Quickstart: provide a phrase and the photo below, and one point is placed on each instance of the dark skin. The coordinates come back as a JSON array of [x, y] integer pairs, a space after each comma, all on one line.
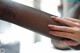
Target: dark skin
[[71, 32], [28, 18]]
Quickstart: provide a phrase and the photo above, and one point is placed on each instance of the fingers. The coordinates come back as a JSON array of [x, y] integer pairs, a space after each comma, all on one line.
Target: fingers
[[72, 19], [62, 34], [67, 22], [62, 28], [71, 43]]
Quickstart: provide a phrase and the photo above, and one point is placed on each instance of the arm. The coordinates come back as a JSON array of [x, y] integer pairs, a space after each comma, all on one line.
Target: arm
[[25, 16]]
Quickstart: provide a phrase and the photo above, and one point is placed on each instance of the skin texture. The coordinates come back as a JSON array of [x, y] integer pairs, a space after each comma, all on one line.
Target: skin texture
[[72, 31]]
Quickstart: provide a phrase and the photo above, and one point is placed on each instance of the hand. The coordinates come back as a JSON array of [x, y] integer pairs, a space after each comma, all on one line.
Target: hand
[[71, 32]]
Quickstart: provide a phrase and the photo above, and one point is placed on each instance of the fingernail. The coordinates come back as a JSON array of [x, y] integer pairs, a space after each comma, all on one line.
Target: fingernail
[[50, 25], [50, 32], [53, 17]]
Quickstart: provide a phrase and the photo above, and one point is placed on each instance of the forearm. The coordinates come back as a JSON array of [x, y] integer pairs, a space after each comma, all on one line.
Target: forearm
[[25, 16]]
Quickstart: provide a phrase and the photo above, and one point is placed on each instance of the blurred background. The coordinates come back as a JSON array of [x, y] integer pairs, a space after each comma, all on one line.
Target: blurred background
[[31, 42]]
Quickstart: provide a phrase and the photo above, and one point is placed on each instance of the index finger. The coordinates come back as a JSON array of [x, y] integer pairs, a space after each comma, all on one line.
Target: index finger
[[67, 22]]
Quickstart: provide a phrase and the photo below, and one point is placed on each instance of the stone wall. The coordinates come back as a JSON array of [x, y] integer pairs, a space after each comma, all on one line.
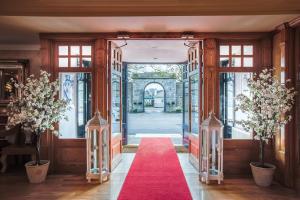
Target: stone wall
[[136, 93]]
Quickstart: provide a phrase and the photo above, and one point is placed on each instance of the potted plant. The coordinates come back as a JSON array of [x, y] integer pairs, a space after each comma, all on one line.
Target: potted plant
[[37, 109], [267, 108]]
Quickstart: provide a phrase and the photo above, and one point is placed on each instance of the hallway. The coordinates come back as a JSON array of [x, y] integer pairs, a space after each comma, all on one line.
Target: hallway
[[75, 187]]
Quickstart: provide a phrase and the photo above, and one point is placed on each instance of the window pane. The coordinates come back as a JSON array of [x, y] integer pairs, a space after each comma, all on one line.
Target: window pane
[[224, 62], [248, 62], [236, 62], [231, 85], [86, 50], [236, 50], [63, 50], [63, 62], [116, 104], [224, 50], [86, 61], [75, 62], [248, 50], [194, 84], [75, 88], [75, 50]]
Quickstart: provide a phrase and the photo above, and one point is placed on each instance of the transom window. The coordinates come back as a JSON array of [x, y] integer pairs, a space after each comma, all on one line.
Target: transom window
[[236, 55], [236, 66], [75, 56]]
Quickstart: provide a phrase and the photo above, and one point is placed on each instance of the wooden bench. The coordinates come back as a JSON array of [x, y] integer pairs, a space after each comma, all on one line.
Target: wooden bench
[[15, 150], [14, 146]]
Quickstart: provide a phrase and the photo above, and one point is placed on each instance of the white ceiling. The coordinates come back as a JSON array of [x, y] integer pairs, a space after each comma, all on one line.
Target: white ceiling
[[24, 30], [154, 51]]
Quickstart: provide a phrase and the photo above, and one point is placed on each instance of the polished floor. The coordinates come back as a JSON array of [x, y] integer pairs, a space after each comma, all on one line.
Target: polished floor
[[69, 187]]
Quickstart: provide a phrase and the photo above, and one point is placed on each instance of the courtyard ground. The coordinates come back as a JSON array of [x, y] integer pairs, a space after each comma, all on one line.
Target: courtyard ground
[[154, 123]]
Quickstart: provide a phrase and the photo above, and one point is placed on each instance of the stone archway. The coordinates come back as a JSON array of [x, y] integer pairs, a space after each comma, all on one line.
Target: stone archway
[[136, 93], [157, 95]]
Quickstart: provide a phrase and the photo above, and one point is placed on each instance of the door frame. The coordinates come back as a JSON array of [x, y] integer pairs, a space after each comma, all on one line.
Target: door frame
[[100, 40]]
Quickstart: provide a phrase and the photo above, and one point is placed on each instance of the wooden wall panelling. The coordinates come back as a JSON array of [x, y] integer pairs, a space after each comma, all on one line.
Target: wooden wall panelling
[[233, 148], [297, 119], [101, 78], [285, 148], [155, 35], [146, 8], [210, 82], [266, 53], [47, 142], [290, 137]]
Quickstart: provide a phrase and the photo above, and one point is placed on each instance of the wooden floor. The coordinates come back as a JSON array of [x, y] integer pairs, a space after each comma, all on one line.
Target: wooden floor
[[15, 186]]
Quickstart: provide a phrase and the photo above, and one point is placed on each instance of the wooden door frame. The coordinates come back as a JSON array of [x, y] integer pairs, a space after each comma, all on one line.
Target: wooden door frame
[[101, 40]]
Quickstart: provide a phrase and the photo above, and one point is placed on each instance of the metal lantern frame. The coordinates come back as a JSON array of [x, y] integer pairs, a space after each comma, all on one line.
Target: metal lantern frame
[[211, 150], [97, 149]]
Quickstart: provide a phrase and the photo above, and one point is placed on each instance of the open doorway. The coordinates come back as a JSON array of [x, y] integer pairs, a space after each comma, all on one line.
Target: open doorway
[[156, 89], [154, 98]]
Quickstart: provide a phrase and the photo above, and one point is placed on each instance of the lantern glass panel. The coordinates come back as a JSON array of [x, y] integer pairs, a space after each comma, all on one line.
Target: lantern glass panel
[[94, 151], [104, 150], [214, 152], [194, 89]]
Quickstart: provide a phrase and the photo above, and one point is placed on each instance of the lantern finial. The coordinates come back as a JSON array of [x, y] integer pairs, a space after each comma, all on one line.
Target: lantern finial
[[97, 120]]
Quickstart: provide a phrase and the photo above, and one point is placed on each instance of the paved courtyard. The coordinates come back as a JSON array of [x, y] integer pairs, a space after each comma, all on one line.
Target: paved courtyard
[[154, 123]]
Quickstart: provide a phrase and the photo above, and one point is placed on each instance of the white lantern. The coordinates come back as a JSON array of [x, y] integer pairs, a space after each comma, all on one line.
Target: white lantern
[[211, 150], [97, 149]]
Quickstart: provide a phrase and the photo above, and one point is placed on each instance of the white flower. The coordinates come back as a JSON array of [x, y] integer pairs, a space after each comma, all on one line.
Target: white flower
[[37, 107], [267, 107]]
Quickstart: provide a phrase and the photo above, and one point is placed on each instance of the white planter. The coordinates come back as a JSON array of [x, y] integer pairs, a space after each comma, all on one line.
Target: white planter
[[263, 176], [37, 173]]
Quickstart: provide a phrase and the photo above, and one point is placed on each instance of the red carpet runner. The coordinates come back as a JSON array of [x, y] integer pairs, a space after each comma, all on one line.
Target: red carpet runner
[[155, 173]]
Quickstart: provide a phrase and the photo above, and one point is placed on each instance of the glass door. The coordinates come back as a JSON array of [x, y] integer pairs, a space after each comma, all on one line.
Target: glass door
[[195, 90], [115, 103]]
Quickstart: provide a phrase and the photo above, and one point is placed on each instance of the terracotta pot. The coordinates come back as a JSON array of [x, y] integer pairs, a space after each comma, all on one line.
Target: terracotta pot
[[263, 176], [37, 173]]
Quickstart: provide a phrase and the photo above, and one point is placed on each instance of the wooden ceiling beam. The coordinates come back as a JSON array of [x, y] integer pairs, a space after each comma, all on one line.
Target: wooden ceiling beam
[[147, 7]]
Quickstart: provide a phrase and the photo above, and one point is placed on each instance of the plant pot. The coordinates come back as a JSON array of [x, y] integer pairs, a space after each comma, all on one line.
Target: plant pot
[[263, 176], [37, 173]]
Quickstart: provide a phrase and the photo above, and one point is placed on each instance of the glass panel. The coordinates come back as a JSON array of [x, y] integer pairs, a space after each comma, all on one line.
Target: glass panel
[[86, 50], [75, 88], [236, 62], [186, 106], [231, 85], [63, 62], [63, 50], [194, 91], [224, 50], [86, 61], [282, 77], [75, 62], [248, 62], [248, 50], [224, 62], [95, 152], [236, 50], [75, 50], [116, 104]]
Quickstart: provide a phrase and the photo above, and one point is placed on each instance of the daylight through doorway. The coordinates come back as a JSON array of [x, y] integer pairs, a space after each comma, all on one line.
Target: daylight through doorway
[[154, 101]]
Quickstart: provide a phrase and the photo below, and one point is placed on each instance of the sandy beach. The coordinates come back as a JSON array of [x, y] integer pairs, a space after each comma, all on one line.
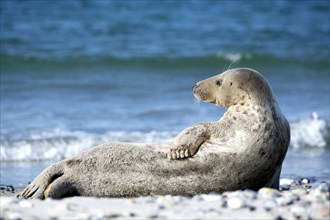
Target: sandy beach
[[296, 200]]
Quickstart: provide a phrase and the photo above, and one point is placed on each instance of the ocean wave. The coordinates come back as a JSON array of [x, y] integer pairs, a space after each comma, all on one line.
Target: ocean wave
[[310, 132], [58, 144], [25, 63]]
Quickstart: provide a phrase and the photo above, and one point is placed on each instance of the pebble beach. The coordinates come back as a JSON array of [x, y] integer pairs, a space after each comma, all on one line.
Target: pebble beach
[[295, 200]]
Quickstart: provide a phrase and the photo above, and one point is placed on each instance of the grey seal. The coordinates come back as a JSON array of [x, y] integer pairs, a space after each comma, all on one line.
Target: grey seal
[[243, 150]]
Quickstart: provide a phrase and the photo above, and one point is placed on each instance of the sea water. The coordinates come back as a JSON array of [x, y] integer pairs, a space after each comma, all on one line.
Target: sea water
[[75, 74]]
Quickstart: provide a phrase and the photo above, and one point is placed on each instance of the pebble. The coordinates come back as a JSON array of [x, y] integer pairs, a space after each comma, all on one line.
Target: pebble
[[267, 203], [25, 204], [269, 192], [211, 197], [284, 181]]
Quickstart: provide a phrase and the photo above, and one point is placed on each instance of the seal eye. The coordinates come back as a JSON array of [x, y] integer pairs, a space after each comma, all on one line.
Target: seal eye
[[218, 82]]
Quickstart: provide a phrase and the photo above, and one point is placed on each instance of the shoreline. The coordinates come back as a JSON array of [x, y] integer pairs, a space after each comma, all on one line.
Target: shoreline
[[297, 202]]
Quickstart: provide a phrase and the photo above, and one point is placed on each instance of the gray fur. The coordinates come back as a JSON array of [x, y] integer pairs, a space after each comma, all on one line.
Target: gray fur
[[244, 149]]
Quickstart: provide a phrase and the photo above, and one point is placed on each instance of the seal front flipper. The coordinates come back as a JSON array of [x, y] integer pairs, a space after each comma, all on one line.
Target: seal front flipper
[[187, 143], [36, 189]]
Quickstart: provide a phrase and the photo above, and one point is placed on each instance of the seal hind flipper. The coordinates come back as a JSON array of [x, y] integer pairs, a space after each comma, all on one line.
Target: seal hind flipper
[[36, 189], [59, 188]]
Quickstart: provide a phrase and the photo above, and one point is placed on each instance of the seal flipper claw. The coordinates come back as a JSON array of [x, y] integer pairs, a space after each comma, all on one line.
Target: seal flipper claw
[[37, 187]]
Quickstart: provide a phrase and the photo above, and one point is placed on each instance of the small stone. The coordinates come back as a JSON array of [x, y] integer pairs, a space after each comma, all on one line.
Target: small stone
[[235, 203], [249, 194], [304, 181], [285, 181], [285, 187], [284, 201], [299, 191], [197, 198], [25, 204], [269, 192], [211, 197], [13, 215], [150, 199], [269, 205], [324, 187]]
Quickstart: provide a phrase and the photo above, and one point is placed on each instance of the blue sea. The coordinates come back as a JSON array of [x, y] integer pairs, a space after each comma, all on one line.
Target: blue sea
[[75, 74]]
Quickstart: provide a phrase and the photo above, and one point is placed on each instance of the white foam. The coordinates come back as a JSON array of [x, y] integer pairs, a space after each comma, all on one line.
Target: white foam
==
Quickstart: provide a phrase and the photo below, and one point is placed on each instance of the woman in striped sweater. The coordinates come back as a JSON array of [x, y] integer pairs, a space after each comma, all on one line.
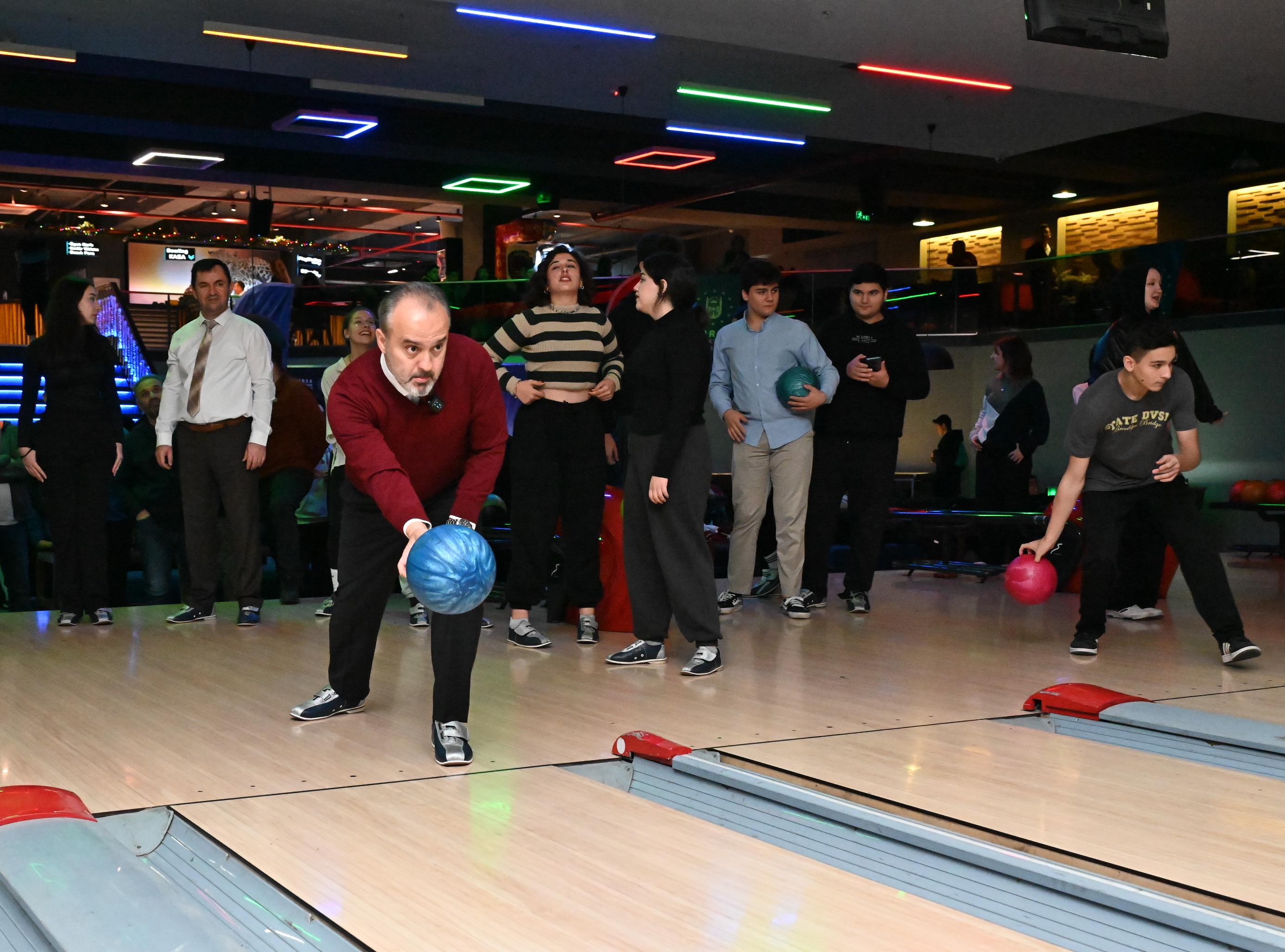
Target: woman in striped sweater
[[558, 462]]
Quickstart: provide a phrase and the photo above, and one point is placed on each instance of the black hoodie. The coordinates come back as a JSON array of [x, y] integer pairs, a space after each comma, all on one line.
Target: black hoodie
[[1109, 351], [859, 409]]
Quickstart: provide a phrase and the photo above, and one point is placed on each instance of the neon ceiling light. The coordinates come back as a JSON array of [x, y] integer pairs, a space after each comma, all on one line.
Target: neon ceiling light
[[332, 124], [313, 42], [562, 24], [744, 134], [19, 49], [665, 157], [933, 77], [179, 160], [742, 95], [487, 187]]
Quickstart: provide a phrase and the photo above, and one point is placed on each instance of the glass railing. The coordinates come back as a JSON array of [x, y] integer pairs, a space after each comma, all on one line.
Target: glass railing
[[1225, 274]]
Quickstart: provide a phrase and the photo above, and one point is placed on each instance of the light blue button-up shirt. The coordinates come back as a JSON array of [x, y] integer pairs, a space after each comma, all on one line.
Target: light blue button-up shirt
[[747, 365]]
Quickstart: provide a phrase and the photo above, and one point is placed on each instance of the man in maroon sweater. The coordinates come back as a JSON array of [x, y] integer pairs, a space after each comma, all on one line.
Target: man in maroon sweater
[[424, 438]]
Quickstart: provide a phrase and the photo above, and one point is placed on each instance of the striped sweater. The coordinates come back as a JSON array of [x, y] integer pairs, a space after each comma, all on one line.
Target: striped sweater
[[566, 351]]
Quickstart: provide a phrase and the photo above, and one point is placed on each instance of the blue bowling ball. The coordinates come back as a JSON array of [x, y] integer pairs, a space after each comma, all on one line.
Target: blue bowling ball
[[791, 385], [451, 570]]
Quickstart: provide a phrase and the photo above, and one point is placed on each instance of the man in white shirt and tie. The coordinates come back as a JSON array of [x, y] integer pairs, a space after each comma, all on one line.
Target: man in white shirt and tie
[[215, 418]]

*Task directions:*
In the data above, retype exactly and only the lines between the one holding "Target: woman in striped sweater" and the one holding "of the black", inclusive.

*Reply:*
Target: woman in striped sweater
[[558, 462]]
Quickstart: provide a phrase and the photo above, and one point is placed on each instance of the black hoodie. The coordinates come back as a JSON array of [x, y] integer pairs, a space after each comma, all on one line.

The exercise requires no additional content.